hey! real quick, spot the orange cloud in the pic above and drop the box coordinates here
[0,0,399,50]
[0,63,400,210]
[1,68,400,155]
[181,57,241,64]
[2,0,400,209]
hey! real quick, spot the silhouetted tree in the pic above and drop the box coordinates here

..............................

- _Assigned task_: Return the data exactly. Include every record.

- _Answer below_:
hey! real quick, spot the orange cloud in the pic above and drop the box coordinates here
[0,0,399,50]
[0,63,400,210]
[1,68,400,155]
[181,57,241,64]
[2,0,400,209]
hey! real quick, spot the silhouetted tree in the pic above and drop the box coordinates here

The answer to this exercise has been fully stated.